▸ **RECORDED INFORMATION**:
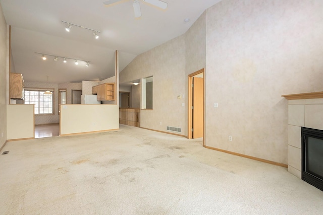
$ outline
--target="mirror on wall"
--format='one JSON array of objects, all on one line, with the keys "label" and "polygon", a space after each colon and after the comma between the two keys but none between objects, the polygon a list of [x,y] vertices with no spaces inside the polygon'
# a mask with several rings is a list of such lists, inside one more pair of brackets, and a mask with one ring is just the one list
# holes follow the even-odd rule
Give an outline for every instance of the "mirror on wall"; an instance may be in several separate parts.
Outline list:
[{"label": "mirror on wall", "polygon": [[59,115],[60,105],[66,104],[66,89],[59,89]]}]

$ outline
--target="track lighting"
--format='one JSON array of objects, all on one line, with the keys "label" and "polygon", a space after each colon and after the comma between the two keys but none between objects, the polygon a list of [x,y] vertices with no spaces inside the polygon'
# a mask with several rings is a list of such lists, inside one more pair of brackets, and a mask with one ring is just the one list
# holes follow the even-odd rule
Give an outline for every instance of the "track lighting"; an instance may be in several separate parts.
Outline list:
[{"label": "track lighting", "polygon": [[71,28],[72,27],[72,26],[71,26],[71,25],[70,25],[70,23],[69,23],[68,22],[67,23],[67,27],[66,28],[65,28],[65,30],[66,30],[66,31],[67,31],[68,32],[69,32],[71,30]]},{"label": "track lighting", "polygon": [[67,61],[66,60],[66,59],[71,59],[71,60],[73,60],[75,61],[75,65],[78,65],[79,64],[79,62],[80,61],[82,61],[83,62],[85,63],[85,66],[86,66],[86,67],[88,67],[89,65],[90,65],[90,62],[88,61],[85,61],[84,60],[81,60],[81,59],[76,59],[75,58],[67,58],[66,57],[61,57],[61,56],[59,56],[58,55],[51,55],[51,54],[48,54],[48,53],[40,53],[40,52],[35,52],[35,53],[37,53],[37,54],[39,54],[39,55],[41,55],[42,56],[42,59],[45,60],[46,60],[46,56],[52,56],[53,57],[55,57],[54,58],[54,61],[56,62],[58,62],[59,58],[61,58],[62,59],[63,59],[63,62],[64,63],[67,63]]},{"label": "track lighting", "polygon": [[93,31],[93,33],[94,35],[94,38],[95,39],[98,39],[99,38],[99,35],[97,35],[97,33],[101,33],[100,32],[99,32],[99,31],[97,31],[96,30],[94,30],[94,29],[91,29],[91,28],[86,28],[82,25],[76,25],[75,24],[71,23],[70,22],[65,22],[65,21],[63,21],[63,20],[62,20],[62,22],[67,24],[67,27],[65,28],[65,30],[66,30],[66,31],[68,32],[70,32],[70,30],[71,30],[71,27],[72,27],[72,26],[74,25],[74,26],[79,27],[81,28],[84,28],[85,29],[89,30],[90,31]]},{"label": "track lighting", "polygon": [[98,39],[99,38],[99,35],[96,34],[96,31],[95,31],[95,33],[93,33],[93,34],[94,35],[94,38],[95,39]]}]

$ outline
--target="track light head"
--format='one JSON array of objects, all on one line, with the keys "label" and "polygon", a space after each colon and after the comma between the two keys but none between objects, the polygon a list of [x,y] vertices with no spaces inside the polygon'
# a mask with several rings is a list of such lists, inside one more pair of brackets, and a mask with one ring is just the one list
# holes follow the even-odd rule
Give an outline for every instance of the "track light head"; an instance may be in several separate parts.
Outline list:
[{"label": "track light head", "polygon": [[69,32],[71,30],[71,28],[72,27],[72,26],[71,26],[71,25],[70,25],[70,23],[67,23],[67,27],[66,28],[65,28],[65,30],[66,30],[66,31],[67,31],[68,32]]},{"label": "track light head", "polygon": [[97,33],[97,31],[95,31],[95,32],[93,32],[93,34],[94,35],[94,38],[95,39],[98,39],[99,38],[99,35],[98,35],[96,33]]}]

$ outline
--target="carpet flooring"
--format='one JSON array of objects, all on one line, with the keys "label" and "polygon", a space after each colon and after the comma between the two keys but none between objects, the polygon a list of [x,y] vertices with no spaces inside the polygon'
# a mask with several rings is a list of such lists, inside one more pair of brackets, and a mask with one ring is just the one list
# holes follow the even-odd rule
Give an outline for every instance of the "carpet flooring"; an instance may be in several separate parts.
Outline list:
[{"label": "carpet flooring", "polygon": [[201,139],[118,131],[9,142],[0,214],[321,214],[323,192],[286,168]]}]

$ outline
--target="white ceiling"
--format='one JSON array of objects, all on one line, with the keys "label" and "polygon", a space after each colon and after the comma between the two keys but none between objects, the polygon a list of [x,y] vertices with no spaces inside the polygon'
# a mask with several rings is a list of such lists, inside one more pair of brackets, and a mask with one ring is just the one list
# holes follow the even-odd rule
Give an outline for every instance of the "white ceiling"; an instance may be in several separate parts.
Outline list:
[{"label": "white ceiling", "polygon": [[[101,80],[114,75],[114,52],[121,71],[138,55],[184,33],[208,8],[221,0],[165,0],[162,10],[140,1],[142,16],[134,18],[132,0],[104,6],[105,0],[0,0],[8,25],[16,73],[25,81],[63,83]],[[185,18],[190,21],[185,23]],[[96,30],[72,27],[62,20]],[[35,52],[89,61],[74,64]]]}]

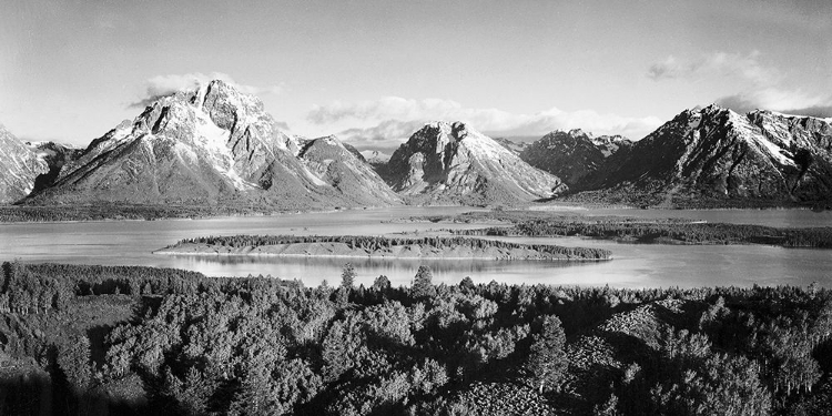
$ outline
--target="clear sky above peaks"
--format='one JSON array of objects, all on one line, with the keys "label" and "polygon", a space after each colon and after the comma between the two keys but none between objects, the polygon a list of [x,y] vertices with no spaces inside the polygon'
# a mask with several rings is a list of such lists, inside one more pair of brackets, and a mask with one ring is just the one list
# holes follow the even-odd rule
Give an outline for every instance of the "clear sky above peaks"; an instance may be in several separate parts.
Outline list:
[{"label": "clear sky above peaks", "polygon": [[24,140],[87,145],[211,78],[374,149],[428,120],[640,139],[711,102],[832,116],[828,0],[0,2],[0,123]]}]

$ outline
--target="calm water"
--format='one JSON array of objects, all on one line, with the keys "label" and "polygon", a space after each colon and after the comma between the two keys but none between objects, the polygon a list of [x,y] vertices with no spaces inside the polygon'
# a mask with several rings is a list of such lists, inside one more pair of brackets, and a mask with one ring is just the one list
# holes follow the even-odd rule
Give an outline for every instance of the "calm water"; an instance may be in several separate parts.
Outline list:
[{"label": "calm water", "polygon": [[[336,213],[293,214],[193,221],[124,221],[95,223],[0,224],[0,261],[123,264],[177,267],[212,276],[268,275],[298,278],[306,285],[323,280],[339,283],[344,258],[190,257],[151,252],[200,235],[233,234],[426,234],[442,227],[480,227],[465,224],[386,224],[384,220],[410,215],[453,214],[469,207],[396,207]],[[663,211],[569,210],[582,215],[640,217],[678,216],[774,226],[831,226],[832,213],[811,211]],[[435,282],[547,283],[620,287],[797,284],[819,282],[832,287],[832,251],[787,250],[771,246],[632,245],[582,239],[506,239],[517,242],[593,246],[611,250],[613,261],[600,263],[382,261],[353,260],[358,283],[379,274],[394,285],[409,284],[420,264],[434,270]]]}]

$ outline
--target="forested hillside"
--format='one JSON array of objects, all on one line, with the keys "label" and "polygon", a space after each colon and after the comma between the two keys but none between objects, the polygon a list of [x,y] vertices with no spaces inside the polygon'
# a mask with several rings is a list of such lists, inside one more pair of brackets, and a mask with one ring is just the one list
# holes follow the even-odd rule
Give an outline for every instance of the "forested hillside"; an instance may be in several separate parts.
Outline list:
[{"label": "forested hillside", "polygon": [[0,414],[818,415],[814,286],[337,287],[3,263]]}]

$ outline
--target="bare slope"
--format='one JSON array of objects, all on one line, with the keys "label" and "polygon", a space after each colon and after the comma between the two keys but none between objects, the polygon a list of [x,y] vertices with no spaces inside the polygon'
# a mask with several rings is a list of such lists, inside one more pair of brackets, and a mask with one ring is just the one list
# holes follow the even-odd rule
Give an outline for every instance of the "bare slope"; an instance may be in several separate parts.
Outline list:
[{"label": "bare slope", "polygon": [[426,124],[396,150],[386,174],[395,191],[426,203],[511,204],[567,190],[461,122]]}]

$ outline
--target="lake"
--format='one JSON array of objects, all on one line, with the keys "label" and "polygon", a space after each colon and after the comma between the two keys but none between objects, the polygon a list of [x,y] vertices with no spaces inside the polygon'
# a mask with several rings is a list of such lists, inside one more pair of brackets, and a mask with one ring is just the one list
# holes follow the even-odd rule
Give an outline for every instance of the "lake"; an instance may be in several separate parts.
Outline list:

▸ **EXERCISE TASK**: Pick out every line in the records that contains the string "bare", with case counting, and copy each of those lines.

▸ **SOLUTION FOR THIS TASK**:
--target="bare slope"
Give an outline for every instance of the "bare slope"; an instance may be in several separate parts.
[{"label": "bare slope", "polygon": [[426,124],[396,150],[386,174],[395,191],[426,203],[511,204],[567,190],[461,122]]}]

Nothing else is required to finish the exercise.